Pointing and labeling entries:
○ ○ ○

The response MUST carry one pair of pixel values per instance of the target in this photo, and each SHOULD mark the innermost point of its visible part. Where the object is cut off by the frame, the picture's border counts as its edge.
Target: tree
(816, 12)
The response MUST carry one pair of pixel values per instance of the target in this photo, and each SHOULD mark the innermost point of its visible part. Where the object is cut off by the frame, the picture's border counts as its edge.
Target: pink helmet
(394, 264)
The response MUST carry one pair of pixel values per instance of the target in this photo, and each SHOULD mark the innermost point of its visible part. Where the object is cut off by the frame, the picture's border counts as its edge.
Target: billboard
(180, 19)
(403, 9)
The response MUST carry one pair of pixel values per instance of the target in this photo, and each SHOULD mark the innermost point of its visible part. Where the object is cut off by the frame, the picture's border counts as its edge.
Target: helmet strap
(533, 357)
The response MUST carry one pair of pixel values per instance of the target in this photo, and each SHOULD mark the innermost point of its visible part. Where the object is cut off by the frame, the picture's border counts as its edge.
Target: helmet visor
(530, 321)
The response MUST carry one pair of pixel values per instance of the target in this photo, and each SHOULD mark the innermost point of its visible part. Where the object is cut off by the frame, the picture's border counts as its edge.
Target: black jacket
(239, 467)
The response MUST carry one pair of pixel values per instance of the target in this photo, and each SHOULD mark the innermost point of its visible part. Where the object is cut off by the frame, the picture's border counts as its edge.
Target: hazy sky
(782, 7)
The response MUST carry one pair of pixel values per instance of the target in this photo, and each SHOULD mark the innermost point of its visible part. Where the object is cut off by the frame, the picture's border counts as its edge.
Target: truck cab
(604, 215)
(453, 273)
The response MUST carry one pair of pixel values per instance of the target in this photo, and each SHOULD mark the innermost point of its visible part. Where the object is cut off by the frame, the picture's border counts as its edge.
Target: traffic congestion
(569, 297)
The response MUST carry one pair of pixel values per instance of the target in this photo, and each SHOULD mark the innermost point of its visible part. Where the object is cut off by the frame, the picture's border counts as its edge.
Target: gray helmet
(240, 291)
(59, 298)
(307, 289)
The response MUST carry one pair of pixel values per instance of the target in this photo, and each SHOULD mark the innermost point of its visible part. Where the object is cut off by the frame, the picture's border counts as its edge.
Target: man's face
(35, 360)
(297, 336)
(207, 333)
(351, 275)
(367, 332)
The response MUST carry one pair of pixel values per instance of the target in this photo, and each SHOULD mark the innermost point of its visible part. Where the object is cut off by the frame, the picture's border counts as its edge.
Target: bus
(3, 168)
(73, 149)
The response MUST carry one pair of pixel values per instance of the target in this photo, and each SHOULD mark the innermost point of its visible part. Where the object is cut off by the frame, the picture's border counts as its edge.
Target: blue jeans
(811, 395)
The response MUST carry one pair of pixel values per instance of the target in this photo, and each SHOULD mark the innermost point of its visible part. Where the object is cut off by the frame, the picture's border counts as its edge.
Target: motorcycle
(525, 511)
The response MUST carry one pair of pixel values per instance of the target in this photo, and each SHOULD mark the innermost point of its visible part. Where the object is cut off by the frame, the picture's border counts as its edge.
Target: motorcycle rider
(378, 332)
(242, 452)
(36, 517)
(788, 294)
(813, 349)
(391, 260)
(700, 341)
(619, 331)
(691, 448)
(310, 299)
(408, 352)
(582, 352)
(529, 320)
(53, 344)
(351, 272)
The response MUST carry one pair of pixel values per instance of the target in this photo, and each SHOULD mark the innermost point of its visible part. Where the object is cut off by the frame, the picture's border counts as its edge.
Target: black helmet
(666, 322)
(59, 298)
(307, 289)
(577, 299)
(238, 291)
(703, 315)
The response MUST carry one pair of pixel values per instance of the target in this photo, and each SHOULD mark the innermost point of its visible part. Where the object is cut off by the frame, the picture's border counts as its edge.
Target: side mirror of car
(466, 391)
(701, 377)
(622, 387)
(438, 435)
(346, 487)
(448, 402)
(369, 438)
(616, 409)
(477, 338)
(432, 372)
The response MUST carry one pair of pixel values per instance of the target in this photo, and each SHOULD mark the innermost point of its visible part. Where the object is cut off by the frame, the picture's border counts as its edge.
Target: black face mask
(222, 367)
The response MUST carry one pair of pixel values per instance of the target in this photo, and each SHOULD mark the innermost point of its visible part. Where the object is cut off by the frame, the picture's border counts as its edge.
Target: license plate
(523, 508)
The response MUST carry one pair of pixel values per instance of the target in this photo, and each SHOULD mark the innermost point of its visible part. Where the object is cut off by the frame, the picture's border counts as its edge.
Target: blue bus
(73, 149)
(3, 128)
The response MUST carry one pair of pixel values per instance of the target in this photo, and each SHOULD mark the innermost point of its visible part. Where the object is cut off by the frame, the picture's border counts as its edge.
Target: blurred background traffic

○ ○ ○

◆ Exercise prompt ◆
Return every line of the material exactly.

◆ Result for this task ◆
The response MUST carry one pair of pixel values per instance of the target in this photo, and each SHOULD mark the innermost point of its visible part. Where the object is cut off by the frame, the picture's border counts as its edge.
Target: tree
(816, 12)
The response MUST carry one pair of pixel values per instance of the target in this photo, and each SHOULD mark the innermost point of its visible part. Where the object is cut off by the frame, the picture's border counts as its edge.
Target: pink helmet
(394, 264)
The response MUST carry one pair of pixel values per instance of the target in this photo, and each SHOULD mark the innermost point of its visible part. Where the object is cut off by the frame, the picture's border counts as its edge.
Target: billboard
(180, 19)
(403, 9)
The response MUST carry one pair of pixel values per instance of the target in this photo, and each SHOULD mark the innermost point of its visible part. Where the object is cut off by the frame, the picture's border counts as its edge.
Target: helmet strap
(533, 357)
The response MUST carry one pair of pixel values per instance of the target in this photo, and each SHOULD mark the innermost point of its visible part. Where the object is cut off by the frame, the picture's border counts as its edge.
Target: helmet visor
(530, 321)
The response MUST carry one pair of pixel values per instance of the target in this photo, and each SHOULD mark the innermost point of its visible part. Where the object is cut off by the frame, the picture's border counts as its edge.
Target: black jacket
(239, 467)
The response MUST carry one pair of pixel values per instance of the target in this photo, and each SHOULD mark the innermost point of its visible part. Where the object is cut off by the frame, the picture's border counts as its edge.
Target: hazy sky
(782, 7)
The response MUST carry one pair of pixel values per instance of the target in this photo, and each SHOULD mark the innermost point of its visible part. Where the object is cut off by the frame, the picture's border counts as its edge.
Target: truck cab
(604, 215)
(453, 273)
The response MUST carry one pair of pixel values per instance of the target in this photo, and each SHOULD mark the innermost point of its visible part. Where the object is cut off by the frame, the picture's border counts as its edge.
Target: traffic congestion
(569, 297)
The response MUST carry one pair of pixel values per instance of the target in this photo, and each SHOULD mark the innermost point of its visible part. Where the object is cut off by the frame, the picture's border counts as its edge.
Target: gray helmet
(240, 291)
(59, 298)
(307, 289)
The response MUST carry one pair of pixel values per instance of the target in this photo, and each SHOULD mark the innermost point of its visible part. Where the object is cut off by the frame, the picture's border counts as its edge.
Target: man's face
(35, 360)
(297, 336)
(207, 333)
(351, 275)
(367, 332)
The response MUST carry one pair of pixel values per instance of the target in this photo, and each SHOULD mark the innermost point of its visible part. Where the object is cut off by the frame, the picture's border counts as its edge.
Target: bus
(3, 168)
(73, 149)
The response MUST carry one pair of pixel values per instance of the target in this photo, and each SHOULD mark the innermost point of its visible part. Where the object is cut off by the frame, the picture's border counts as its edge.
Target: blue jeans
(811, 395)
The response MUST carry one pair of pixel values per instance of the target in this photo, and each SHOULD mark the innermost point of its visible part. Where the object is cut off by the frame, the picture's border counts as its edge.
Target: motorcycle
(525, 511)
The response MUST carry one pair of pixel values per instance of the target in this photo, and each SHOULD mark the innermost point of its visible part. Where the object is cut off by the frame, the picture's border counts as its edge.
Target: motorcycle rider
(378, 332)
(242, 452)
(36, 517)
(788, 294)
(813, 349)
(391, 260)
(700, 341)
(619, 331)
(691, 448)
(310, 299)
(408, 352)
(582, 352)
(529, 320)
(53, 344)
(351, 272)
The response MUST carry one pair of pixel values per instance of the target in this photo, and each SHOULD mark the innermost point of its visible part. Where the object is cut off by the frame, the picture's border counts as its edge.
Target: black helmet
(666, 322)
(59, 298)
(307, 289)
(577, 299)
(238, 291)
(703, 315)
The response MUST carry one pair of pixel values per instance of the target in this photo, and each SHOULD mark the innermost point of its visible part. Where the object is cut off by the frame, the picture's border counts as its edge.
Target: side mirror of car
(466, 391)
(701, 377)
(622, 387)
(438, 435)
(346, 487)
(448, 402)
(369, 438)
(616, 409)
(477, 338)
(432, 372)
The response MUST carry one pair of pixel values per instance of the target in this photo, and each SHOULD mark the innermost point of its visible part. Where the object is cut off by the frame, the picture's border counts as its edge.
Target: black face mask
(222, 367)
The response MUST carry one pair of pixel values per instance of the target in this photo, and each SHOULD mark the innermost point of its visible part. Where the object is cut off by the frame, the picture's border counts as its edge.
Target: license plate
(523, 508)
The response MUST carry one pair of pixel values per instance of the target in this photo, and each SHOULD mark the innermost point of its visible part. Where the object is cut off by the frame, the picture's border counts as its edge.
Target: blue bus
(73, 149)
(3, 128)
The response MUST carry one pair of pixel values per instance of the target in this photo, and each SHOULD mark the innermost point of its visible part. Where the object is cut off by the frame, the picture's border counts as its edge.
Target: blurred background traffic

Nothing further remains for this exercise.